- **Task list**
1 – In the news story about Asian markets and the US bailout, how much was the US bailout plan worth?
2 – Continue the news story about Asian markets reacting to the US bailout deal from the point where it ends.

- **Page excerpt**
----
Tokyo: Asian stock markets reacted cautiously on Monday to a deal by US lawmakers on a massive Wall Street bailout, amid doubts about whether it can halt the worst US financial crisis since the Great Depression.
The tentative agreement, announced just hours before Asian markets opened, is designed to mop up toxic debts from struggling banks and prevent further financial chaos that could tip the world’s largest economy into recession.
Shares opened higher across much of Asia, with Tokyo’s Nikkei-225 index up 0.46 % by lunch. Singapore gained 1.42%.
But the rally soon lost steam, with some markets sliding into the red.
Hong Kong tumbled 2.0% in early trade while Sydney was down 0.3% by midday. Seoul lost 0.6%, Shanghai was closed for the start of a week-long national holiday.
There were still doubts about the proposed US financial rescue package, which needs to be approved by Congress and offers no guarantee of an end to the credit crunch that has ravaged global markets, dealers said.
“Lawmakers continue to be anxious about being taken for a ride and want to retain a degree of control,” Jan Lambregts, head of research for Asia at Rabobank Global Financial Markets, told Dow Jones Newswires.
“The risk of a staggered or phased approach is that the punch is weakened too much and the crisis allowed to linger.”
Investors were unsettled by signs of widening problems in the European financial sector, with Belgian-Dutch giant Fortis and British mortgage lender Bradford and Bingley facing likely nationalisation.
The US bailout plan, worth up to $700 billion, would be the largest government economic intervention since the Great Depression of the 1930s, and aims to shore up an economy in the face of a severe housing slump.
----
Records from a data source
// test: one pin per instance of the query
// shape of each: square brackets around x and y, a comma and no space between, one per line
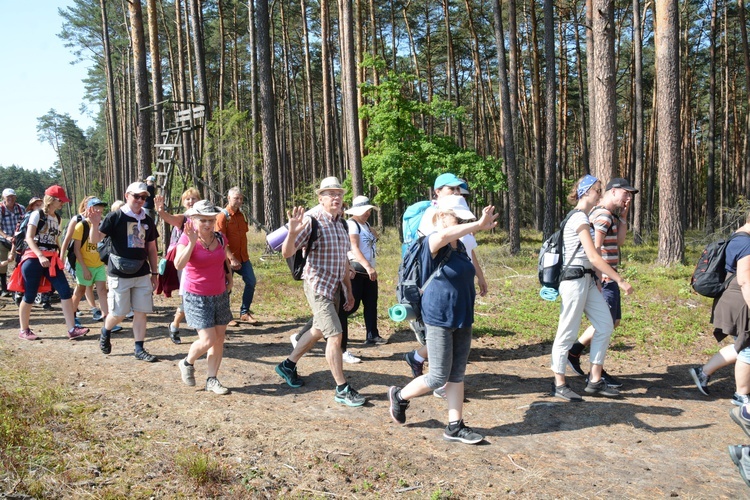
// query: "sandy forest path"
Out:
[660,439]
----
- **Answers to the tasks**
1 – Up to $700 billion.

2 –
US Treasury Secretary Henry Paulson said the package “gives us the flexibility to unclog our financial markets (and) increase the ability of our financial institutions to deliver the credit that will help create jobs.”
Democratic lawmakers warned US financial firms that they would be under stricter supervision from now on.
The measures laid out in the bill include the immediate release of $250 billion to enable the government to buy up troubled assets.
Investors still want to see the details of the bailout, said Kazuhiro Takahashi, general manager at Daiwa Securities SMBC.
The tentative deal on the rescue plan provided a boost to the dollar, while worries about problems in the European banking sector weighed on the euro, dealers said.
The dollar firmed to 106.77 yen in Tokyo morning trade from 105.95 in New York late Friday. The euro slipped to $1.4499 from 1.4613.
The greenback “should receive a short-term boost” from the $700 billion bailout reached over the weekend by US lawmakers, NAB Capital strategist John Kyriakopoulos wrote in a note to clients.